**BRIEF**
Repeat every record below exactly as written.

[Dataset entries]
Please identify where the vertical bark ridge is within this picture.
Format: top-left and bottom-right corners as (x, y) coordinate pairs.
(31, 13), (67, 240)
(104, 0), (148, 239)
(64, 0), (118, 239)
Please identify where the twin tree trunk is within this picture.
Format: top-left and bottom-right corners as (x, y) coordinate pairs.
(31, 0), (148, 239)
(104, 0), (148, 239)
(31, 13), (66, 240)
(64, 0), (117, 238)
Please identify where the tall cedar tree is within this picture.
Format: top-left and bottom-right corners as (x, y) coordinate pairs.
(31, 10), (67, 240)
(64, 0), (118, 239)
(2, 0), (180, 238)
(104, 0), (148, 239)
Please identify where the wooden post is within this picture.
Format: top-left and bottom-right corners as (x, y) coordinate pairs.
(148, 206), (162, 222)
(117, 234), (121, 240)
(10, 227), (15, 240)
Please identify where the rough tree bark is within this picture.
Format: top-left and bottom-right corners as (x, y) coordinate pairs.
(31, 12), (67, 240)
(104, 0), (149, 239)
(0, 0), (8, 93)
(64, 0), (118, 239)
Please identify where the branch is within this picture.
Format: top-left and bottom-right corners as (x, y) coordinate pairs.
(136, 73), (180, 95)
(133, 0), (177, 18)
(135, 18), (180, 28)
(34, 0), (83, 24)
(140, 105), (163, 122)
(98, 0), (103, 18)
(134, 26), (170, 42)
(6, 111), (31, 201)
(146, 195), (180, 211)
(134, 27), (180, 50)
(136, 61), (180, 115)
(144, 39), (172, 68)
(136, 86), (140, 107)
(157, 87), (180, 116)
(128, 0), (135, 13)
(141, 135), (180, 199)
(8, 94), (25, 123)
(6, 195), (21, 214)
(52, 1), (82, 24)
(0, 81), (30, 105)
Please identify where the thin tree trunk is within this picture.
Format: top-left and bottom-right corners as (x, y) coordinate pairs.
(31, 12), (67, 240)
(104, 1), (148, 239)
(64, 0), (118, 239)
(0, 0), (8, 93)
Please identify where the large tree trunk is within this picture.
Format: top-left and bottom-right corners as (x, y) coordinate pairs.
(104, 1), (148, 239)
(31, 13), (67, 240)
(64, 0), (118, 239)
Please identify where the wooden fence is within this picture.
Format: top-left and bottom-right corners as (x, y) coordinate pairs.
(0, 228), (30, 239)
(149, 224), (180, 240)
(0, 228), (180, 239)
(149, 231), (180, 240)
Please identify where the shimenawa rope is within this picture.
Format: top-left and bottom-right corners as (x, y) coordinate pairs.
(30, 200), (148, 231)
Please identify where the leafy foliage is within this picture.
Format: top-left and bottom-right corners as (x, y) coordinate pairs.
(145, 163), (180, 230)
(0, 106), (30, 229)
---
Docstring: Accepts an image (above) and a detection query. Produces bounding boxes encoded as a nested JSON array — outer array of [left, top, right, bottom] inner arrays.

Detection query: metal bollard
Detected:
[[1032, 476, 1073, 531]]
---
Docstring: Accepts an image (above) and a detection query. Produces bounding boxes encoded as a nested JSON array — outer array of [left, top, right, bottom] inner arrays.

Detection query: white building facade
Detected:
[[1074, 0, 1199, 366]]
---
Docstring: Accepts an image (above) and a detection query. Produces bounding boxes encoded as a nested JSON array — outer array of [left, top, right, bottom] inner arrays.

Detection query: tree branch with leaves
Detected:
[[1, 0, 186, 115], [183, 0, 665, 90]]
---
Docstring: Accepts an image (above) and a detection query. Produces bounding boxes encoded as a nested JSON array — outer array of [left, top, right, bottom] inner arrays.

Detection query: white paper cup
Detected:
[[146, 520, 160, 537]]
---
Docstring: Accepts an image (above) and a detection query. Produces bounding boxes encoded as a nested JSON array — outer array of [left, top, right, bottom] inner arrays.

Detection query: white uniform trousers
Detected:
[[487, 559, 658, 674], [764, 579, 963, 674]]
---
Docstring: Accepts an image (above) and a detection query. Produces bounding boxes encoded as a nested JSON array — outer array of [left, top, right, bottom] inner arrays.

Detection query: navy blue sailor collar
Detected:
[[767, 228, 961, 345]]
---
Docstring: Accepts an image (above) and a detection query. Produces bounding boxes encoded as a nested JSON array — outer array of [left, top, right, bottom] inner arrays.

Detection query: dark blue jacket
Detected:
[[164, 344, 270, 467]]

**RESULT BELOW**
Please identify where the vertical bark ridge is within this picture.
Format: top-left and bottom-right corners as (x, y) coordinate pairs.
(31, 13), (67, 240)
(104, 0), (148, 239)
(64, 0), (118, 239)
Please identify where the twin tree trunk is within this picture.
Format: top-left and bottom-right corners as (x, y) coordinate pairs.
(31, 0), (148, 239)
(104, 0), (148, 239)
(31, 13), (66, 240)
(64, 0), (117, 238)
Please identify where the tall cedar tree is within this picture.
Format: top-left and bottom-right corners as (x, y) coordinate pairs.
(31, 10), (67, 240)
(64, 0), (118, 239)
(2, 0), (180, 238)
(104, 0), (148, 239)
Please identify where the wooden post is within this picture.
Format: top-left and bottom-right corners as (x, y) coordinate pairs.
(148, 206), (162, 222)
(117, 234), (121, 240)
(10, 227), (15, 240)
Please identify where the rough tree bark is within this picture.
Format: top-left and bottom-right corners as (x, y) coordinate pairs.
(31, 12), (67, 240)
(104, 0), (149, 239)
(0, 0), (8, 93)
(64, 0), (118, 239)
Please identify where the branch is within this picture.
Format: top-left and bottom-right corners as (x, y) coordinate pairs.
(136, 73), (180, 95)
(133, 0), (177, 18)
(135, 18), (180, 28)
(34, 0), (83, 24)
(140, 105), (163, 122)
(98, 0), (103, 18)
(134, 26), (170, 42)
(6, 111), (31, 201)
(146, 195), (180, 211)
(134, 27), (180, 50)
(136, 61), (180, 115)
(144, 39), (172, 68)
(136, 86), (140, 107)
(157, 87), (180, 116)
(128, 0), (135, 13)
(141, 135), (180, 199)
(8, 94), (25, 123)
(6, 195), (21, 214)
(52, 1), (82, 24)
(0, 81), (30, 105)
Please identify where the thin tree trunk is within this picture.
Format: top-left and bottom-right corners as (x, y) coordinate pairs.
(31, 12), (67, 240)
(104, 1), (148, 239)
(64, 0), (118, 239)
(0, 0), (8, 93)
Please identify where the large tree trunk is within this picture.
Format: top-left and bottom-right corners as (x, y) coordinate pairs.
(104, 1), (148, 239)
(31, 13), (67, 240)
(64, 0), (118, 239)
Please identify where the wooden fence is within this picture.
Format: top-left and bottom-right corners as (x, y) coordinate pairs.
(0, 228), (30, 239)
(149, 224), (180, 240)
(0, 228), (180, 239)
(149, 231), (180, 240)
Please identify where the shimenawa rope is within this picture.
Format: top-left and bottom-right corners as (x, y) coordinate pairs.
(30, 200), (148, 231)
Please identify where the leafy foliage is within this picture.
Format: top-left and bottom-right corners as (x, y) coordinate pairs.
(145, 163), (180, 230)
(0, 106), (30, 229)
---
Docstring: Accepts an image (above) and a detection query. Produces bounding boxes encoded as a nested JSON array — outer array of [left, top, right, bottom] inner arrays.

Detection query: metal bollard
Detected:
[[1032, 476, 1073, 531]]
---
Docstring: Accepts an image (above) and a detection query. Produces bounding boxes encoded as a nested JSON array — outer array of [left, top, right, bottom] inner arrays.

Detection query: white building facade
Detected:
[[1074, 0, 1199, 366]]
---
Docstring: Accepts an image (above) and a detection query. Produces bounding boxes encoded as a nested JSON array — outer array of [left, top, right, bottom] inner arrays.

Detection query: tree branch with leaves
Detected:
[[1, 0, 186, 115], [183, 0, 665, 90]]
---
Docstring: Accepts an image (above) and a detection query. Produces bounding boxes encoded as a nested JSON array — outer array of [left, top, right, bottom] inner arrays.

Detection query: white paper cup
Detected:
[[146, 520, 160, 537]]
---
Docstring: Accepts an image (above) and a detection query. Produces bounding boxes encoded as a nested JSON array — outer array of [left, top, right, bottom] inner arrays.

Detection query: white uniform trousers
Detected:
[[487, 559, 658, 674], [764, 579, 963, 674]]
---
Docstring: Accepts an image (above) and a detection query. Produces bounding boxes encoded as a nested JSON array — outer array of [left, top, right, bottom] inner arrays.

Detection query: navy blue sailor collar
Detected:
[[767, 228, 961, 345]]
---
Docstring: Accepts an image (above) and a detection query. Produces bounding boxes encoded as a nested JSON array — outer array of [left, top, right, bottom] inner arrays.

Detection query: dark blue jacket
Detected:
[[164, 344, 270, 467]]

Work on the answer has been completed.